>> Begin MATERIAL FOR THE TASK
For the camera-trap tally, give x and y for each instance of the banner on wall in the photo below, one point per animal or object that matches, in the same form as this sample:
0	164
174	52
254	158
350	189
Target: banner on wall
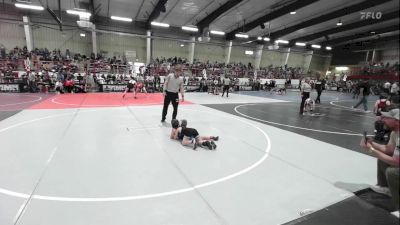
114	87
9	88
130	56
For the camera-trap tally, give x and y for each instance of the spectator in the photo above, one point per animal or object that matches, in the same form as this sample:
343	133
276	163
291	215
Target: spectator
>> End MATERIAL FOR THE TASK
● **BRIEF**: Copy all the rows above again, swapping "camera-trap tally" for "wildlife count" wherever it appears and changing nothing else. Leave the pictures out.

● **WRITTEN ANSWER**:
For the wildlife count, give x and y for each instance of the banner on wall in the photo below, one point per animal or object that matches, in the same form as this sample:
0	164
174	52
254	158
350	189
Target: banner on wall
114	87
9	88
130	56
For the wildlife count, give x and y for each instance of the spectator in the photo above, one point per animal or object that matches, in the same form as this sample:
343	133
276	163
291	215
Target: spectator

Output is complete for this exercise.